### SÉRIE D'EXERCICES
1. Reproduisez mot pour mot le passage du texte sur Marie Ferry qui commence par "La famille est" et se poursuit jusqu'à "33 ans, ajusteur.".
2. Dites si chacune de ces affirmations est conforme au texte sur Marie Ferry, en répondant oui ou non et en citant les mots du texte qui tranchent.
(a) Marie Ferry est l'aînée de cinq enfants.
(b) Elle quitte l'orphelinat à treize ans.
(c) À Moulins, la ligne de démarcation est contrôlée au « pont de fer ».
3. Poursuivez le texte sur Marie Ferry à partir de l'endroit où il s'arrête.

::: BLOC DE TEXTE

Photographiée à Auschwitz-I, le 3 février 1943. Musée d’État d’Auschwitz-Birkenau, Oświęcim, Pologne. Collection Mémoire Vive. Droits réservés.     Photographiée à Auschwitz-I, le 3 février 1943.     Musée d’État d’Auschwitz-Birkenau, Oświęcim, Pologne.     Collection Mémoire Vive. Droits réservés.

Photographiée à Auschwitz-I, le 3 février 1943. Musée d’État d’Auschwitz-Birkenau, Oświęcim, Pologne. Collection Mémoire Vive. Droits réservés.
Photographiée à Auschwitz-I, le 3 février 1943.
Musée d’État d’Auschwitz-Birkenau, Oświęcim, Pologne.
Collection Mémoire Vive. Droits réservés.

Marie, Marcelle Ferry naît le 6 mars 1918 à Igney (Vosges), fille de Joseph Ferry, 42 ans, ouvrier d’usine, alors mobilisé comme soldat de 2e classe affecté au 2e groupe d’aviation DPTA à l’aérodrome du Plessis-Belleville (Oise), et d’Augustine Mary, 43 ans, manouvrière, son épouse. Marie, dite “Mitzy”, est la dernière née de cinq enfants : avant sa naissance, la famille comptait Maurice, né le 8 octobre 1895 à Moyenmoutiers, Thérèse ou Paulette, née le 8 octobre ou 19 novembre 1905, Georgette, née le 26 janvier 1907, et Alice, née le 14 août, toutes les trois à Igney. Leur père, Joseph Ferry, est envoyé en “congé illimité de démobilisation” le 11 janvier 1919 et “se retire” à Igney.
La famille est si pauvre – le père est alors vitrier (après sa démobilisation ?), la mère femme de ménage – que les parents confient la petite dernière à l’orphelinat de Saint-Genest, tenu par des religieuses : les Sœurs du Pauvre Enfant Jésus.
Mitzy quitte l’institution à l’âge de treize ans pour gagner sa vie. Elle travaille chez les autres, tantôt ici tantôt là, d’une ville à l’autre.
Le 1er avril 1939, à Saint-Ouen (Seine / Seine-Saint-Denis), Marie Ferry, âgée de 21 ans, se marie avec André Charles Vidot, 33 ans, ajusteur.
Le passage de la ligne de démarcation à Moulins
À la fin de 1940, Mitzy est serveuse dans un restaurant de Moulins (Allier) : La Madeleine, rue des Garceaux, en zone occupée. La rivière trace la ligne de démarcation, contrôlée au niveau du seul pont routier de Régemortes (il existe aussi un pont destiné au transport ferroviaire : le “pont de fer”).

::::::
::: DONNÉES FOURNIES

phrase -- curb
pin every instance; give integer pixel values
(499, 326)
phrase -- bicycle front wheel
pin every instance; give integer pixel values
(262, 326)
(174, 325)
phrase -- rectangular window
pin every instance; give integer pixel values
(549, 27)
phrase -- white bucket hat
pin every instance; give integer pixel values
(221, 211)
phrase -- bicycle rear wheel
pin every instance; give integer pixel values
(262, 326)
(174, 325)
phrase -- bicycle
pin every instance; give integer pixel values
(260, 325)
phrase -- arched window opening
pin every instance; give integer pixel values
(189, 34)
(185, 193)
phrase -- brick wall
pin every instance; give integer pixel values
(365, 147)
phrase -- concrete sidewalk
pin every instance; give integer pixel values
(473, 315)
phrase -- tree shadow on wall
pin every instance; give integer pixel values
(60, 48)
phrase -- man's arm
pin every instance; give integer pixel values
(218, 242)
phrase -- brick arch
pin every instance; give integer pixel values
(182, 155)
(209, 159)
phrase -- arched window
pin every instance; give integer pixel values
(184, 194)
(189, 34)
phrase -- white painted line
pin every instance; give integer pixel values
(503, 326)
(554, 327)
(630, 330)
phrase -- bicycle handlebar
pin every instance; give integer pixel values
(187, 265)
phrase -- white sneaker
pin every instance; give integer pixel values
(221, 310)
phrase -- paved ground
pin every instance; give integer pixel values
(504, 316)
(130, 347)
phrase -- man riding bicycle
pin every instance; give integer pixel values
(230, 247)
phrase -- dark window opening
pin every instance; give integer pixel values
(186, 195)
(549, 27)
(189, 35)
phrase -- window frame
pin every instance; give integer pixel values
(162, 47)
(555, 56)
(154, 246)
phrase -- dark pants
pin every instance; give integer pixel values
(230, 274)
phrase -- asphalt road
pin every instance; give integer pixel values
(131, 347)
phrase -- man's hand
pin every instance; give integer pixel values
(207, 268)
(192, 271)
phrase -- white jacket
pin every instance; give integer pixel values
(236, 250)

::::::
::: DONNÉES FOURNIES

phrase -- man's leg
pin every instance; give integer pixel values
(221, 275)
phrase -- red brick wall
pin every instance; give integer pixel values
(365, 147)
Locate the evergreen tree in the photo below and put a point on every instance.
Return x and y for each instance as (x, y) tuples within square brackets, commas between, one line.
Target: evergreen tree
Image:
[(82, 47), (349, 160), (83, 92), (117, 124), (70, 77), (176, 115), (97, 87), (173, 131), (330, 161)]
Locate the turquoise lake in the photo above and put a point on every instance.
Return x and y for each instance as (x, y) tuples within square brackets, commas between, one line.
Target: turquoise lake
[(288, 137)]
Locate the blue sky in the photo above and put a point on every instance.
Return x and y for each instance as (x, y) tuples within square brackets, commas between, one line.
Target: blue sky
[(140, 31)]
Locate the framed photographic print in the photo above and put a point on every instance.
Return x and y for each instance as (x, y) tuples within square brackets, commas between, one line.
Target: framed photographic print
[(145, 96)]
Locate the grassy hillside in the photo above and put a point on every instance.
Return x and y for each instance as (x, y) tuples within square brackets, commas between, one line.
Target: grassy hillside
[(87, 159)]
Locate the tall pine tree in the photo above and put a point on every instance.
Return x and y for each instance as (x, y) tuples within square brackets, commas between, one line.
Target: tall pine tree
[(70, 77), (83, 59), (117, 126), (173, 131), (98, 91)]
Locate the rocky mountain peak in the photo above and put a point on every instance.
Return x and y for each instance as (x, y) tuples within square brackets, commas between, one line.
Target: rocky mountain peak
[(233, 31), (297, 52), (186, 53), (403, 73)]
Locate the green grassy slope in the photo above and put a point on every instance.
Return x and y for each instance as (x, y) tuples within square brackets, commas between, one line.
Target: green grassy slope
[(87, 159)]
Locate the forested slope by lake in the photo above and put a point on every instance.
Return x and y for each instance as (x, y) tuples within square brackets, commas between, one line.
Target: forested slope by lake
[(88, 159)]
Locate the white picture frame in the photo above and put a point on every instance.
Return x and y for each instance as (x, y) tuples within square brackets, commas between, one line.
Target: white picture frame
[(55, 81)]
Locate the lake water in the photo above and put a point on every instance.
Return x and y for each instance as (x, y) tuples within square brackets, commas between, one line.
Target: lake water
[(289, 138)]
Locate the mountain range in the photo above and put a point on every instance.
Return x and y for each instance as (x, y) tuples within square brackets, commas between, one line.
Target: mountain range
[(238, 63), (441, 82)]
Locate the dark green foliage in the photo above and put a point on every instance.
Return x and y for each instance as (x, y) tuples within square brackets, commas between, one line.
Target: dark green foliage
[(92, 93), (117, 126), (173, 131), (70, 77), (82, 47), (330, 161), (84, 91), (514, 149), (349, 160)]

::::::

### RÉPONSES AUX EXERCICES
1.
La famille est si pauvre – le père est alors vitrier (après sa démobilisation ?), la mère femme de ménage – que les parents confient la petite dernière à l’orphelinat de Saint-Genest, tenu par des religieuses : les Sœurs du Pauvre Enfant Jésus.
Mitzy quitte l’institution à l’âge de treize ans pour gagner sa vie. Elle travaille chez les autres, tantôt ici tantôt là, d’une ville à l’autre.
Le 1er avril 1939, à Saint-Ouen (Seine / Seine-Saint-Denis), Marie Ferry, âgée de 21 ans, se marie avec André Charles Vidot, 33 ans, ajusteur.

2.
(a) Non : « Marie, dite “Mitzy”, est la dernière née de cinq enfants ».
(b) Oui : « Mitzy quitte l’institution à l’âge de treize ans pour gagner sa vie. »
(c) Non : « contrôlée au niveau du seul pont routier de Régemortes ».

3.
Un client du restaurant, qui se fait connaître sous le seul prénom de “Robert”, lui demande d’abord quelques menus services : remettre un paquet à quelqu’un qui se présentera sous tel nom, etc. Puis il l’engage, ou plutôt l’utilise : il s’agit de faire franchir la ligne de démarcation à des prisonniers de guerre, à des juifs qui cherchent refuge en zone libre.
 L’arrestation
En septembre 1941, dénoncée par un nommé “Marcel”, Mitzy est arrêtée par la Gestapo. Emprisonnée à Moulins pendant trois mois – seule en cellule, « boulet aux chevilles » (?) – elle subit cinq interrogatoires au cours desquels elle est battue.
En décembre 1941, elle est transférée à la prison de Dijon (Côte-d’Or).
Le 2 décembre 1942, Marie Ferry est internée au camp allemand du Fort de Romainville, situé sur la commune des Lilas (Seine / Seine-Saint-Denis), premier élément d’infrastructure du Frontstalag 122, où elle est enregistrée sous le matricule n° 1298 ; elle arrive le même jour que trois autres “passeuses” – Jeanne Pennec (1299), Georgette Messmer (1300) et Marcelle Mourot (1301) – et Yvonne Loriou (1295), une parisienne correspondant avec son frère prisonnier de guerre.

Le bâtiment A, vue vers l’intérieur du fort, du côté des cours de promenade clôturées. Photo Mémoire Vive.

Le bâtiment A, vue vers l’intérieur du fort, du côté des cours de promenade clôturées.
Photo Mémoire Vive.

Le 22 janvier 1943, cent premières femmes otages sont transférées en camions au camp de Royallieu à Compiègne (leurs fiches individuelles du Fort de Romainville indiquent « 22,1 Nach Compiègne uberstellt » : « transférée à Compiègne le 22.1 »).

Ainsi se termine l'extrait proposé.